_Consigne_
Indiquez si chacune des affirmations suivantes concorde avec le texte sur Nuremberg ci-dessous. Répondez par oui ou par non et citez les mots du texte qui tranchent.
1. La forteresse royale autour de laquelle s'est développée la ville est mentionnée pour la première fois en 1050.
2. Le père d'Albrecht Dürer était un orfèvre venu d'Italie.
3. Nuremberg compte aujourd'hui un million d'habitants.

Au coeur de l'Allemagne, Nuremberg (Nürnberg en allemand) est aujourd'hui une ville attrayante d'un demi-million d'habitants. Ses quartiers médiévaux et de la Renaissance, magnifiquement restaurés, ne gardent plus trace des bombardements de la Seconde Guerre mondiale.
Si le nom de la cité est associé au procès du nazisme, on ne saurait oublier que Nuremberg fut aussi au Moyen Âge l'une des capitales du Saint Empire et le cœur vivant de l'Allemagne des marchands et des artistes. D'ailleurs, on peut encore se recueillir sur la tombe - toujours très fleurie - du plus célèbre de ses enfants, le peintre Albrecht Dürer.
Une cité impériale
Nuremberg est aujourd'hui la capitale de la Franconie, l'une des sept circonscriptions du Land de Bavière.
La ville s'est développée autour d'une forteresse royale mentionnée pour la première fois en 1050 et sans doute érigée à l'initiative de l'empereur Henri III, de la dynastie salienne. La forteresse est située sur une éminence qui domine un cours d'eau, la Pegnitz.
Les empereurs de la maison des Hohenstaufen, Conrad III et Frédéric Barberousse, apprécient de séjourner en ce lieu. Ils agrandissent le complexe castral et y établissent un burgraviat, autrement dit un commandement militaire. Ce burgraviat est confié en 1191 au comte Frédéric 1er de Hohenzollern, dont la famille allait tenir un rôle majeur dans l'Histoire de la Prusse et de l'Allemagne.
Par sa situation privilégiée au cœur de l'Allemagne et des grandes routes européennes, la ville connaît dès le XIIIe siècle un essor rapide. Elle devient une place financière et un centre métallurgique important qui attire les armuriers et les orfèvres de toute l'Allemagne et même de plus loin, comme le père d'Albrecht Dürer, un orfèvre venu de Hongrie.
Nuremberg se spécialise aussi dans la fabrication de jouets et demeure l'un des principaux centres mondiaux de cette activité !
La ville entre dans l'Histoire en 1211 à la faveur des querelles de succession à la tête du Saint Empire. Cette année-là, la noblesse du sud de l'Allemagne se réunit en diète à Nuremberg et élit roi de Germanie le petit-fils de l'empereur Frédéric Barberousse : Frédéric-Roger de Hohenstaufen, plus tard connu sous le nom de Frédéric II.

_Données fournies_

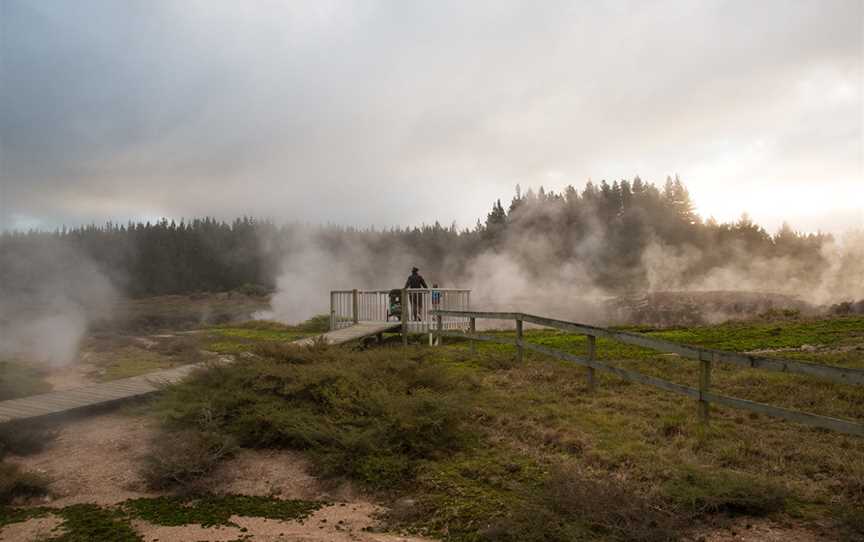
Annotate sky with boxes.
[0,0,864,233]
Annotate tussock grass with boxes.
[143,318,864,542]
[148,344,472,489]
[0,360,51,401]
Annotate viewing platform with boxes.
[330,288,471,335]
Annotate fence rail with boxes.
[434,310,864,437]
[330,288,471,333]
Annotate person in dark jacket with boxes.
[405,267,429,321]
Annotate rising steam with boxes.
[0,239,117,366]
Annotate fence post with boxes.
[516,318,523,363]
[588,335,597,391]
[699,359,711,426]
[402,288,408,346]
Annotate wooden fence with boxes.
[330,288,471,333]
[434,310,864,436]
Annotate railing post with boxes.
[588,335,597,391]
[699,359,711,426]
[516,318,524,363]
[402,288,408,346]
[351,288,360,324]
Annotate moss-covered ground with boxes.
[0,495,327,542]
[1,317,864,541]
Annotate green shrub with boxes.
[294,314,330,333]
[150,344,472,489]
[0,463,48,504]
[481,466,681,542]
[663,468,787,516]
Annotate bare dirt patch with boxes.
[690,518,833,542]
[213,450,330,500]
[6,413,436,542]
[134,502,427,542]
[45,359,96,391]
[9,413,154,507]
[0,516,63,542]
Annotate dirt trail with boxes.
[0,413,432,542]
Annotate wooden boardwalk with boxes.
[0,322,400,424]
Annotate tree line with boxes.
[0,177,832,296]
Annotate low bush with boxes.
[158,344,473,489]
[0,462,48,504]
[481,466,681,542]
[663,468,787,516]
[294,314,330,333]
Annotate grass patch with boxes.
[0,495,329,542]
[157,345,472,489]
[0,420,56,459]
[147,317,864,542]
[663,468,788,516]
[0,360,51,401]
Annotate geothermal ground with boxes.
[0,297,864,542]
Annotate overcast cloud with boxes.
[0,0,864,231]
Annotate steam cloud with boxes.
[264,221,864,324]
[0,239,117,366]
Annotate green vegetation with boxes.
[202,320,309,354]
[0,495,327,542]
[0,316,864,542]
[148,344,471,489]
[138,317,864,541]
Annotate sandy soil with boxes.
[688,518,836,542]
[0,516,62,542]
[9,413,159,507]
[45,360,96,391]
[0,413,432,542]
[135,502,424,542]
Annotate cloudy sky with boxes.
[0,0,864,232]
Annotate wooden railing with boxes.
[330,288,471,333]
[433,310,864,436]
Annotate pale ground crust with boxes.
[0,360,827,542]
[0,413,424,542]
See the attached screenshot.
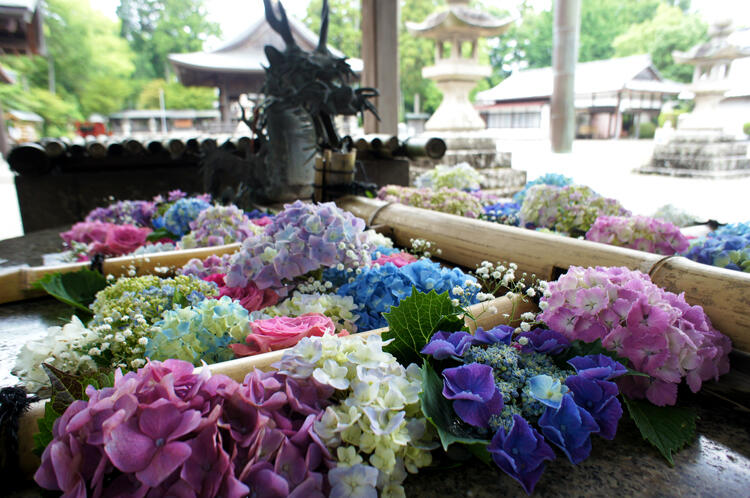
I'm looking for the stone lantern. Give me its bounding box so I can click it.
[406,0,513,132]
[641,20,750,178]
[673,20,750,133]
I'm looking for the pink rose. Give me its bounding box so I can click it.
[217,282,279,311]
[101,225,151,256]
[229,313,349,357]
[203,273,279,311]
[370,252,417,268]
[203,273,226,288]
[252,216,273,227]
[60,221,117,247]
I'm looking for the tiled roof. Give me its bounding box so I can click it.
[476,54,684,103]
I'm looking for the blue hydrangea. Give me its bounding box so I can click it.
[338,259,476,331]
[146,296,252,366]
[685,232,750,272]
[513,173,573,204]
[481,202,521,226]
[162,197,211,235]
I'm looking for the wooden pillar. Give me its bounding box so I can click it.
[550,0,581,152]
[362,0,401,135]
[0,101,10,158]
[219,84,232,131]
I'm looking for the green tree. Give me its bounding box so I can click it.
[0,85,83,137]
[117,0,220,79]
[138,79,216,109]
[2,0,134,130]
[613,4,708,82]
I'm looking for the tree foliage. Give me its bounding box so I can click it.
[0,0,134,134]
[490,0,664,76]
[613,4,708,82]
[138,79,216,109]
[117,0,220,79]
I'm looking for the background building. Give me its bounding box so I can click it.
[476,55,684,139]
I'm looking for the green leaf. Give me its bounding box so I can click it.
[32,363,115,456]
[146,228,180,242]
[42,363,84,413]
[419,362,490,454]
[34,268,107,313]
[32,403,62,457]
[383,287,463,365]
[622,395,696,467]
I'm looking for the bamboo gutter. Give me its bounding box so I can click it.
[337,196,750,352]
[18,296,535,477]
[0,242,240,304]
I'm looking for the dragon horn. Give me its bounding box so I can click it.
[316,0,328,53]
[263,0,297,47]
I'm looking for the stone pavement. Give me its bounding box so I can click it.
[506,140,750,223]
[0,140,750,240]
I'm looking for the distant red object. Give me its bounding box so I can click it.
[76,121,112,137]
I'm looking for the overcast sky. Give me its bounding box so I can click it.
[91,0,750,49]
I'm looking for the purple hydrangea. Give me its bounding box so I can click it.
[226,201,374,289]
[164,197,211,235]
[420,332,473,360]
[568,354,628,380]
[474,325,514,346]
[519,328,570,355]
[443,363,503,428]
[84,201,156,227]
[538,266,732,406]
[565,374,622,439]
[539,394,599,464]
[586,215,689,255]
[34,360,334,497]
[487,415,555,494]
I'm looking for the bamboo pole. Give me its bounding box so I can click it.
[18,296,535,476]
[337,196,750,351]
[0,243,240,304]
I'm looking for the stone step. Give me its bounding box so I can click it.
[481,168,526,190]
[654,142,748,156]
[650,157,750,171]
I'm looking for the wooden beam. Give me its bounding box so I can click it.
[550,0,581,152]
[361,0,401,135]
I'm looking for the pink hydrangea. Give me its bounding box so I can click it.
[586,216,690,255]
[34,360,335,497]
[539,266,732,406]
[229,313,349,357]
[370,252,417,268]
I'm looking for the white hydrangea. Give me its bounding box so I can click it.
[12,316,100,392]
[276,334,437,496]
[364,230,393,251]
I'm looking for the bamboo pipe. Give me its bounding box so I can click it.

_Réponse attendue_
1. Oui : « une forteresse royale mentionnée pour la première fois en 1050 ».
2. Non : « le père d'Albrecht Dürer, un orfèvre venu de Hongrie ».
3. Non : « une ville attrayante d'un demi-million d'habitants ».